• [Work required]: Copy the rows from the start through the line containing "(415, 144), (581, 333)", inclusive, replacing "cylindrical" with "rounded" and changing nothing else.

• [Material to process]:
━━━━
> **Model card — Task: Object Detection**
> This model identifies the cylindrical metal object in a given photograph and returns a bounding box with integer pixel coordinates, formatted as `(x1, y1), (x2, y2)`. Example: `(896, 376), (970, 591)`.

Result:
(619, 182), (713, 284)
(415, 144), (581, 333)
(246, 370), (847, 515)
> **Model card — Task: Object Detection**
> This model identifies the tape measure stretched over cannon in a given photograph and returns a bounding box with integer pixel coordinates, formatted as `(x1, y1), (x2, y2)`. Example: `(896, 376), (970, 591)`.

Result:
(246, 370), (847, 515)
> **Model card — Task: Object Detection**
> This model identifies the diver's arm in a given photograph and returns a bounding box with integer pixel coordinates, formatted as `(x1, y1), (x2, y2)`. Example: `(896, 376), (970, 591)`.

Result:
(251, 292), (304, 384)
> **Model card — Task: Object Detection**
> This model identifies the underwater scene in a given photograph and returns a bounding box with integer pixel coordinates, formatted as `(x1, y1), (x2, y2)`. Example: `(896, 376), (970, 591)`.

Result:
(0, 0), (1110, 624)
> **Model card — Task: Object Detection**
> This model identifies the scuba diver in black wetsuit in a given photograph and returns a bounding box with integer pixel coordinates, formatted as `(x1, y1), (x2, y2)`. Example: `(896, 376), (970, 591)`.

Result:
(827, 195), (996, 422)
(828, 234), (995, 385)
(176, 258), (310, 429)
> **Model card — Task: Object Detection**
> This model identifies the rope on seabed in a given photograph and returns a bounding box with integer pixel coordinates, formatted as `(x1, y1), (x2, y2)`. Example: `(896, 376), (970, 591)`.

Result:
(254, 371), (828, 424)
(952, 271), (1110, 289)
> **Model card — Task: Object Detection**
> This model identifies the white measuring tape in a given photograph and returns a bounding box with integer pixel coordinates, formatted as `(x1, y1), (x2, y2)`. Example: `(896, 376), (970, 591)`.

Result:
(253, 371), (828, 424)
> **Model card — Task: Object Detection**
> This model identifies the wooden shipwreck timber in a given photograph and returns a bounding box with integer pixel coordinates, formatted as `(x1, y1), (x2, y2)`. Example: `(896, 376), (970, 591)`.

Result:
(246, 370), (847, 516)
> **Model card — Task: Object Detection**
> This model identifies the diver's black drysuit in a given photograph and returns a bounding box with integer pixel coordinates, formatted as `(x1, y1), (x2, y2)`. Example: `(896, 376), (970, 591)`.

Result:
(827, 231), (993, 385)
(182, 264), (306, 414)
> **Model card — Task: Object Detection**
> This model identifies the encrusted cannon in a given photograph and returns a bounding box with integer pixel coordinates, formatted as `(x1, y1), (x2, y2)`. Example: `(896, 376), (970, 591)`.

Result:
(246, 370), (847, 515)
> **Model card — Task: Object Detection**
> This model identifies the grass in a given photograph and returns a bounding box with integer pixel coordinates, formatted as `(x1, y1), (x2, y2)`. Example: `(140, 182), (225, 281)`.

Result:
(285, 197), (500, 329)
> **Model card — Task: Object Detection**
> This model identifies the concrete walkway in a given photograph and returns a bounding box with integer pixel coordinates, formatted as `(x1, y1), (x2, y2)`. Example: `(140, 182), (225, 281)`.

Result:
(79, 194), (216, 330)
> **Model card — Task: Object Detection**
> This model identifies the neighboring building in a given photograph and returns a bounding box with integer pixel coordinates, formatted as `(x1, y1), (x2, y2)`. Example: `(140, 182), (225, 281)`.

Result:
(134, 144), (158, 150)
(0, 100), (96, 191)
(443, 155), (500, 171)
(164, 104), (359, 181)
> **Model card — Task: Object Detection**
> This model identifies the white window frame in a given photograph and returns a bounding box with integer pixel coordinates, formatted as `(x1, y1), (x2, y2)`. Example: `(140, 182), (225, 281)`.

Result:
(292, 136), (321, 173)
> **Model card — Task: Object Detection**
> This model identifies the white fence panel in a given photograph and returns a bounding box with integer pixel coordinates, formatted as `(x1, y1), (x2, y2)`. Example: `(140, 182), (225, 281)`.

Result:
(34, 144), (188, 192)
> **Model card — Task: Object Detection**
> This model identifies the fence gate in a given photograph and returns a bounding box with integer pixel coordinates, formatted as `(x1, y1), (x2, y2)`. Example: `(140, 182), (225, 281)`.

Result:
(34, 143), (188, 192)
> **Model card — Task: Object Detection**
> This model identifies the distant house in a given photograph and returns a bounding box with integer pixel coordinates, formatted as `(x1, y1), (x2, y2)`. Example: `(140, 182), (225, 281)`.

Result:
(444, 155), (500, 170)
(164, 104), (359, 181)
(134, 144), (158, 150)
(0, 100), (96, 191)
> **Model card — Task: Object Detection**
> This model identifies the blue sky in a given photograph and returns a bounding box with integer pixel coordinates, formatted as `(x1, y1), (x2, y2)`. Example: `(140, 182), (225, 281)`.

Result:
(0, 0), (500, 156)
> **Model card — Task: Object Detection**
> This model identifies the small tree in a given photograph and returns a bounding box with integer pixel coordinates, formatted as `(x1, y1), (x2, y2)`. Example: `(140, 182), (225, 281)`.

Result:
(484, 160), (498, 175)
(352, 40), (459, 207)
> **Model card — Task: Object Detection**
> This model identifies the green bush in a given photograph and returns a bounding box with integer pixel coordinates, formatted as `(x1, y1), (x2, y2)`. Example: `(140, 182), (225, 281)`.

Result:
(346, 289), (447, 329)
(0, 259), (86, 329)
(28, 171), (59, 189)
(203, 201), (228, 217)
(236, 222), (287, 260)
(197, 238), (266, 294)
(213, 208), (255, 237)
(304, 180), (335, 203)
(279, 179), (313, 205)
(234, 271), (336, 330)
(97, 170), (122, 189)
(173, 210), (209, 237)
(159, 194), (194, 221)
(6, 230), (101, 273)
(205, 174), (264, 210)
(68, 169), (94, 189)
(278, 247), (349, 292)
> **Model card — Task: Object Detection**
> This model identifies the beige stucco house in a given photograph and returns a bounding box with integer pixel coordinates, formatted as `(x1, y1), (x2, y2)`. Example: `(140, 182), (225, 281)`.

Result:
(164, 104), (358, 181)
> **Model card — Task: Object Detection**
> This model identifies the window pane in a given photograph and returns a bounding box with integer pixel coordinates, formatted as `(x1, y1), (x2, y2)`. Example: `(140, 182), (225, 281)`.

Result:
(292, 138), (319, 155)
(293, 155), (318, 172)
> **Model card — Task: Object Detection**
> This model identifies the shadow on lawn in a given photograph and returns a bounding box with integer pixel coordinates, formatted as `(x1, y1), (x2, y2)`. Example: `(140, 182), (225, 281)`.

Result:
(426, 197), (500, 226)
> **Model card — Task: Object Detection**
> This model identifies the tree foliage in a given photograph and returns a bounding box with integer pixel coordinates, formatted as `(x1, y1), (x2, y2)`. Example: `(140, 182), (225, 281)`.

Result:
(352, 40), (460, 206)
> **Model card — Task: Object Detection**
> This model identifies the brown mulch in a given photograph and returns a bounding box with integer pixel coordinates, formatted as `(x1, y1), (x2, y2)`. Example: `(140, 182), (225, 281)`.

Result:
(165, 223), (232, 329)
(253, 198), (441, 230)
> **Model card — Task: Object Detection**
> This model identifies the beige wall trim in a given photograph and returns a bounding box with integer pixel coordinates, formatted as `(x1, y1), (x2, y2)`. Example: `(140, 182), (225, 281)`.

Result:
━━━━
• [Reply]:
> **Model card — Task: Object Detection**
> This model identifies the rounded metal object in a given photograph and returns a bounding box with integer pixel coordinates, formatted as `(x1, y1), (x2, y2)`. Example: `(896, 376), (970, 591)`.

Result:
(619, 182), (713, 284)
(415, 144), (581, 333)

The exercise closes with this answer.